### DATASET RECORDS ###

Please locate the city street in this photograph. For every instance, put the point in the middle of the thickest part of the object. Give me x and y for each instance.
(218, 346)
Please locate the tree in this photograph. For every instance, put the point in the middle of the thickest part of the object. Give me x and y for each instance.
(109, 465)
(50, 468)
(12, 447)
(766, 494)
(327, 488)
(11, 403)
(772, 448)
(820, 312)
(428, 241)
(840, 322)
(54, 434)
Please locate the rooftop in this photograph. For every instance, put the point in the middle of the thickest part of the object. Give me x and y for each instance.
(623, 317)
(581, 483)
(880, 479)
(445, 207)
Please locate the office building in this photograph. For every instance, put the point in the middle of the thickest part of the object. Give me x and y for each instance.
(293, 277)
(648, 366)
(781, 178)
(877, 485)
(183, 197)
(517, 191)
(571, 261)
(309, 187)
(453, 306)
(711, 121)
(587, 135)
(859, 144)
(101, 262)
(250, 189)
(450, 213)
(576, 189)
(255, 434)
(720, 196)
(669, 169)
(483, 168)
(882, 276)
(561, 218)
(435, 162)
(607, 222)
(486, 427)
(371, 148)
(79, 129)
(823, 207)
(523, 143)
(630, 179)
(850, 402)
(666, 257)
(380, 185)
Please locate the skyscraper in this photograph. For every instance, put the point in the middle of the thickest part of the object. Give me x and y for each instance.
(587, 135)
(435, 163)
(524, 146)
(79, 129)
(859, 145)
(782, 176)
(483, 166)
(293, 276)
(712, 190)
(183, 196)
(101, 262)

###

Scale the stretch from the line containing "Please locate the office" through the end of the material by rewriting all of those lines, requests included. Multiply every x and y coordinate in the answers by 1.45 and round each result to a whole number, with halves rounded up.

Please locate the office building in this photograph. For every instance, put the point in the middle of the thickest part of the object. Give me x and y for each instance.
(425, 402)
(940, 531)
(1132, 258)
(1272, 703)
(265, 286)
(750, 277)
(828, 378)
(448, 271)
(657, 444)
(1031, 175)
(851, 196)
(1246, 209)
(146, 380)
(363, 274)
(653, 309)
(835, 274)
(370, 629)
(1044, 284)
(970, 245)
(700, 244)
(1279, 400)
(813, 316)
(631, 235)
(880, 322)
(705, 619)
(538, 215)
(115, 187)
(1193, 300)
(758, 207)
(914, 260)
(1233, 583)
(966, 373)
(551, 268)
Please locate the skyscraper in this photograph. For every instance, put the point in the middle of the thickest part of the object. Give me x and y for each instance.
(851, 196)
(631, 236)
(760, 212)
(115, 187)
(1246, 210)
(1134, 255)
(700, 241)
(425, 400)
(1032, 276)
(265, 284)
(146, 380)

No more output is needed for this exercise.